AIM
Output as a JSON list of strings the lines of these rows, one string per line with blank lines omitted, starting at the line that has "You are given an image to analyze. The query is: row" and stopping after the line that has "[379,419,403,452]". Leave the pictures out of the list.

━━━━━ SUPPLIED DATA

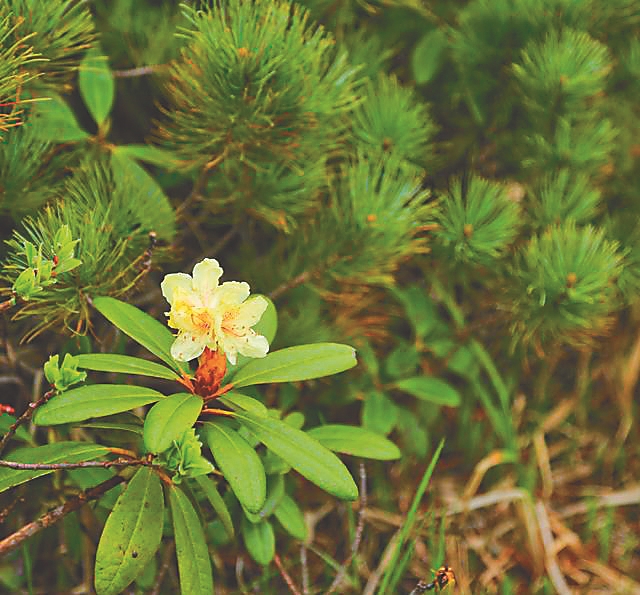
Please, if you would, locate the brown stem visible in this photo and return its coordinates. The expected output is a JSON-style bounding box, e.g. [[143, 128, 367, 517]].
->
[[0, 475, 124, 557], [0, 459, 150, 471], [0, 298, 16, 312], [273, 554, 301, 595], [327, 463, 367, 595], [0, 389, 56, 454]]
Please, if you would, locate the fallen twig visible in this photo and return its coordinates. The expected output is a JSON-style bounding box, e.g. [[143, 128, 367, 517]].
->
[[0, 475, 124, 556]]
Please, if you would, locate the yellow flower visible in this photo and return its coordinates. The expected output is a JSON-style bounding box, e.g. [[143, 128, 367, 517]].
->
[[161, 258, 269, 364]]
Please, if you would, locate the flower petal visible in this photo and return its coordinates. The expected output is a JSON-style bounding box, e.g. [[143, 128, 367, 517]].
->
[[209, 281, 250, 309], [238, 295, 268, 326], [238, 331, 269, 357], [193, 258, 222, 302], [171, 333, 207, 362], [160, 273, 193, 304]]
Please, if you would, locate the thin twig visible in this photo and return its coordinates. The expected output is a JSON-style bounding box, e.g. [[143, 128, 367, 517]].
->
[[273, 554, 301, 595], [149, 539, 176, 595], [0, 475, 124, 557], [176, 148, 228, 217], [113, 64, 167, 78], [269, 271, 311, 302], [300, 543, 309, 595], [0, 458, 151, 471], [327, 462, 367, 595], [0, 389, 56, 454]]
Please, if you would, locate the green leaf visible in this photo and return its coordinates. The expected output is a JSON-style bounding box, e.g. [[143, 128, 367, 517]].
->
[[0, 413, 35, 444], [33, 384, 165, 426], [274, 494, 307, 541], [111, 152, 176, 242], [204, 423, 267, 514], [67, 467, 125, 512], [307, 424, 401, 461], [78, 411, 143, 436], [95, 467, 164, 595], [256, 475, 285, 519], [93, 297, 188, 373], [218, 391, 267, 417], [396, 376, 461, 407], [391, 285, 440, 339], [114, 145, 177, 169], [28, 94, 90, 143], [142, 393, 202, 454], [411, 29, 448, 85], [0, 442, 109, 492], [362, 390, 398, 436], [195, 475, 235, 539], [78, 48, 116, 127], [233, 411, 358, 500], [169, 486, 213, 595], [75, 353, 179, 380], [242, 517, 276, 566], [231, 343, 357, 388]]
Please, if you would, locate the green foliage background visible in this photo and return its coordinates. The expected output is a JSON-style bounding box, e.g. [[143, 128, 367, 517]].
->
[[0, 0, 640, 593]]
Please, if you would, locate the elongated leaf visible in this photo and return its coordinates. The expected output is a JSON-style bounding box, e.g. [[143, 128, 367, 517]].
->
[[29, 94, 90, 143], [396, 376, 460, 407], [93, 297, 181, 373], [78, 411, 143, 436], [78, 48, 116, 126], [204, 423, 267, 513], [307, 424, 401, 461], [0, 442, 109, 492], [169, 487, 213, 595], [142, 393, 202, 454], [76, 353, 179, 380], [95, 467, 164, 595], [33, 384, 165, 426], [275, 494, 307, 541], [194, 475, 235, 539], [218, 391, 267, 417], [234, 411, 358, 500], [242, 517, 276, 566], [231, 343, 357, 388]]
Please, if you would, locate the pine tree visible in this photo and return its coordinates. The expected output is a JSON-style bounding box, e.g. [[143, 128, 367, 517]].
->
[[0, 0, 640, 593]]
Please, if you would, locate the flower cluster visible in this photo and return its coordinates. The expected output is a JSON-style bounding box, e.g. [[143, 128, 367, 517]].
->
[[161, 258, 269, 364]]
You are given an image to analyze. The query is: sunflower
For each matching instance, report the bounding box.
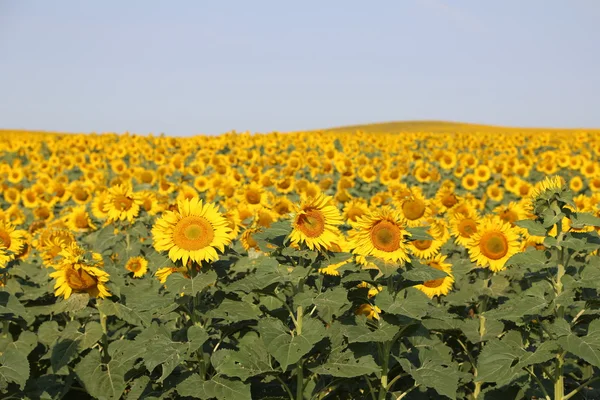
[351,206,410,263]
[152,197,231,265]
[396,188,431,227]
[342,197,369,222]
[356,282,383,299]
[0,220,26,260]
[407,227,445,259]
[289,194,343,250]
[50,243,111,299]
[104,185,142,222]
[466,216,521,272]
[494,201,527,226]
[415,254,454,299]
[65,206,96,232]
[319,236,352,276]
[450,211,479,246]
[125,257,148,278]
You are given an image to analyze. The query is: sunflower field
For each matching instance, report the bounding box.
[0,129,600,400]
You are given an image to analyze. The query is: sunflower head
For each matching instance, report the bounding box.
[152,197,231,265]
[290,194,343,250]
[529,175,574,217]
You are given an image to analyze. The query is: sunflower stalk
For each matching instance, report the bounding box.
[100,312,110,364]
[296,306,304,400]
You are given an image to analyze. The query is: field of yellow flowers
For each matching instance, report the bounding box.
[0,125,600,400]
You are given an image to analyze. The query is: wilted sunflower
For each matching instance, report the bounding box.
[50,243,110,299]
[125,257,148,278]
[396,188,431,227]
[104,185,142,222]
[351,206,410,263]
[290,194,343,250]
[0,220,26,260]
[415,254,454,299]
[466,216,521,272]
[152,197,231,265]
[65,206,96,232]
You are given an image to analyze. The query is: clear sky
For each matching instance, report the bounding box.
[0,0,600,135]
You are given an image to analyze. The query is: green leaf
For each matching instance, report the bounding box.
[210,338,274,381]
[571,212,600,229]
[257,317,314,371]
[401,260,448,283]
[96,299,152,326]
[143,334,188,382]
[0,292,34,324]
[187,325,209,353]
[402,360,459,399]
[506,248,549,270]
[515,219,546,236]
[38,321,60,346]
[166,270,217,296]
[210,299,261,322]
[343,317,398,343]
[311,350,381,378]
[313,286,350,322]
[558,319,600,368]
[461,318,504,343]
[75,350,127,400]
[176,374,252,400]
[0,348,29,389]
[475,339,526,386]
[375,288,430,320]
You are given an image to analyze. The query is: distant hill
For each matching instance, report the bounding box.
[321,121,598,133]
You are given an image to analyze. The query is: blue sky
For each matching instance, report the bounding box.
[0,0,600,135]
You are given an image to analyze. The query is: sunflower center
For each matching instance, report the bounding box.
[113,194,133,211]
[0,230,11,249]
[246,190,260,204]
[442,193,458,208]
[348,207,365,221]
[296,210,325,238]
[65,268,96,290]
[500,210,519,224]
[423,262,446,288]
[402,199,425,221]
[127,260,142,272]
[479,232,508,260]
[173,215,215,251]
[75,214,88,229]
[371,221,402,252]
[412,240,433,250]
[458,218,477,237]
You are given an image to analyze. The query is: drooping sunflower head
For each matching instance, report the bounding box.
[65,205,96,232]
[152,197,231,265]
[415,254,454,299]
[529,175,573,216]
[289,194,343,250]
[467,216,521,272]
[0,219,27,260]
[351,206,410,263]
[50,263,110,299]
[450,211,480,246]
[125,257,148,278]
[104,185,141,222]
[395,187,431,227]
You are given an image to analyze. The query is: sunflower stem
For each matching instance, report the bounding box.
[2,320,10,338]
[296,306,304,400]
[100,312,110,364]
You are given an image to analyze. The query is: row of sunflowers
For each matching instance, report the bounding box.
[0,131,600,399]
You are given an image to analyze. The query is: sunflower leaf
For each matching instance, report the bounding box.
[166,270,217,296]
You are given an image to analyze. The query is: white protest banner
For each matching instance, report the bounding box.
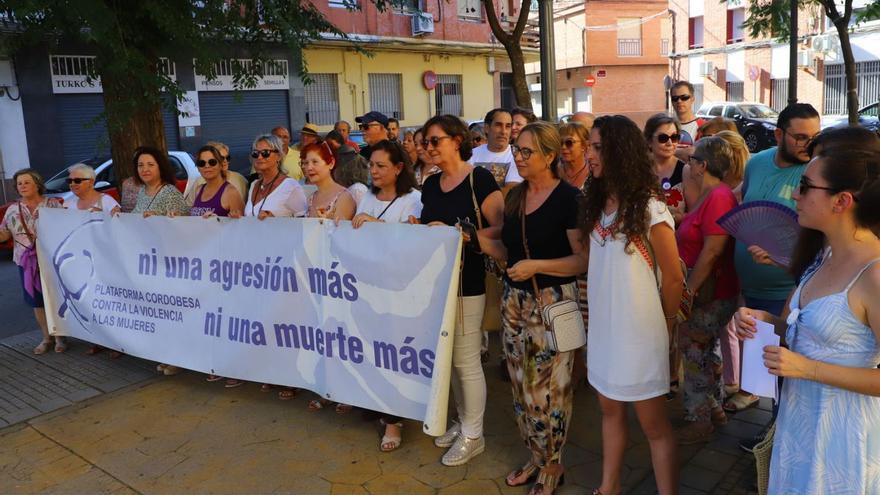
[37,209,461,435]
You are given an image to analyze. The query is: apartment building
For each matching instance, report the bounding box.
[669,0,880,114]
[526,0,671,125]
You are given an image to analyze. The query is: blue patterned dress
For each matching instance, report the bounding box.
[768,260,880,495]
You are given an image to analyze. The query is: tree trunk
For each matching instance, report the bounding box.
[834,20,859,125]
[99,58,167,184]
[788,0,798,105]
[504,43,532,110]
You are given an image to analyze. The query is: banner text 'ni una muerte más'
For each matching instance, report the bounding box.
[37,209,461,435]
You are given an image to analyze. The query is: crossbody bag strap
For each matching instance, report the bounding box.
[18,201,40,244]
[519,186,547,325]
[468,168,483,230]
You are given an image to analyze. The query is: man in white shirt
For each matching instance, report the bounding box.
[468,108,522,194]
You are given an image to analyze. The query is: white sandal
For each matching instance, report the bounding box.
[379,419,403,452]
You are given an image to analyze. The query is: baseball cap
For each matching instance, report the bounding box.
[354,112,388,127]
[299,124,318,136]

━━━━━━━━━━

OUTPUT
[
  "You are given an image to analyze. The query is: row of sunflowers",
  "For each matching instance, report the bounding box.",
  "[0,131,600,399]",
  "You are given an image to analyze. The query is: sunflower leaf",
  "For each matching instance, report the bounding box.",
  "[166,270,217,296]",
  "You are given an image to analyze. The query is: white protest banner",
  "For each matching instance, report the bounding box.",
  "[37,209,461,435]",
  "You are given an image to analyze. The query is: apartment building",
  "For each matching instance, report the bounding box.",
  "[669,0,880,114]",
  "[526,0,671,125]",
  "You are given an image to analyze. The query is: blue patterned dress",
  "For each matching instance, report the bounding box.",
  "[768,260,880,495]",
  "You are given an image to analyze. The query is: tree trunk",
  "For each matching instance, report the bounding box.",
  "[834,20,859,125]",
  "[99,58,167,184]",
  "[788,0,798,105]",
  "[504,43,532,110]",
  "You are given an image to analyze. The query is: banner text 'ni una muerte más'",
  "For each matching instance, report the bounding box.",
  "[37,209,461,435]",
  "You are given an image to analyze. The query is: crossbody bag strap",
  "For each matching instance, report the bounding box.",
  "[18,201,40,244]",
  "[519,186,547,325]",
  "[468,168,483,230]",
  "You are given an image to analyze. The query is: man in white shirt",
  "For each matching instance, report the bounding box.",
  "[468,108,522,194]",
  "You are given an image to analyze. The query is: white sandal",
  "For each matching instance, report the bounding box.",
  "[379,419,403,452]"
]